Aangeleverd fragment
★ ★ ★ ★ ★

‘Iedereen zou in technotherapie moeten gaan’
De mens heeft altijd hulpmiddelen gebruikt om zijn leven te verbeteren. Van vuur en de kleding die ons warm houdt tot het internet, AI en de smartphone. “Het heeft ons heel veel gebracht, maar ik ben bang dat we een beetje doorgeschoten zijn”, zegt filosoof Hans Schnitzler. In zijn essay De mens, de machine & de therapeut neemt hij zijn eigen relatie met tech onder de loep. Hij adviseert anderen hetzelfde te doen.
“Ken je het verhaal van de roltrap? Daarmee zouden we sneller naar boven gaan, wat de doorstroom van menselijk verkeer in gebouwen zou bevorderen. Maar wat deed dat menselijk verkeer? Dat ging prompt stilstaan op de roltrap.” Het is één van de voorbeelden die Schnitzler aanhaalt in zijn essay, waarmee hij onze ingewikkelde relatie met onze eigen hulpmiddelen probeert te illustreren. “Wat als middel wordt gepresenteerd om ons leven gezonder, gemakkelijker of efficiënter te maken, kan zomaar het tegenovergestelde effect hebben en ons leven juist ongezonder, ongemakkelijker of inefficiënter maken.”

★ ★ ★ ★ ★

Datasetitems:
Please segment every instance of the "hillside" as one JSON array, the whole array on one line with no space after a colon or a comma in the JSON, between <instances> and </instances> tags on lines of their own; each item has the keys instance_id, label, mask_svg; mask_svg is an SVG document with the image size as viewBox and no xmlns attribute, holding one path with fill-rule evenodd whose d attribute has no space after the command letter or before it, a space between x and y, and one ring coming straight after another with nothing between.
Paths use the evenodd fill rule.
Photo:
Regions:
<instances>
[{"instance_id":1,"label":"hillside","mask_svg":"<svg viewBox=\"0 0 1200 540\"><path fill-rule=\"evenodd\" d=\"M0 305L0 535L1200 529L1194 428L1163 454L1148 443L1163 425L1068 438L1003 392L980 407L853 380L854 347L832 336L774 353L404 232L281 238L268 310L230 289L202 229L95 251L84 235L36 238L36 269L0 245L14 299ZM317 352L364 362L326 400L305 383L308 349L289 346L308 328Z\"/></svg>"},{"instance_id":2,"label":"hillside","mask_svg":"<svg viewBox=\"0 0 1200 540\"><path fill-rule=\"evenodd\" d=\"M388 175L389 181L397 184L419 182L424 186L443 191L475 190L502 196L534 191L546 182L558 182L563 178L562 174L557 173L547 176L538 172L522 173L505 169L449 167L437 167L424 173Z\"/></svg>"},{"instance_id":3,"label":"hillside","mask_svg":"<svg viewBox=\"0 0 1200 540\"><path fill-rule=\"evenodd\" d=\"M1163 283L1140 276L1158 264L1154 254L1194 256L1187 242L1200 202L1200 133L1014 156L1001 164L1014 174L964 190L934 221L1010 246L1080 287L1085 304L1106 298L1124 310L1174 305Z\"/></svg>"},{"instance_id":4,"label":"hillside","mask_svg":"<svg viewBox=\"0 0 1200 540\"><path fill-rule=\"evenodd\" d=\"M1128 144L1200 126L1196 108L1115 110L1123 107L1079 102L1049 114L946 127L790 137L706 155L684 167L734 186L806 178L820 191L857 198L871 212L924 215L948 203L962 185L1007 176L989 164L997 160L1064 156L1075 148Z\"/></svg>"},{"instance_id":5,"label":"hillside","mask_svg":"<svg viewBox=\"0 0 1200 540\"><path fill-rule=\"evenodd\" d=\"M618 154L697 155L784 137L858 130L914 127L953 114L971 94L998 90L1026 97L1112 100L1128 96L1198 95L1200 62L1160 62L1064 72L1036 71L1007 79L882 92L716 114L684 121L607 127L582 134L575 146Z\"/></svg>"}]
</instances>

★ ★ ★ ★ ★

Wat wordt gevraagd
Geef de titel van het essay van Hans Schnitzler dat in het fragment wordt genoemd. Baseer je uitsluitend op het fragment.

Antwoord
De mens, de machine & de therapeut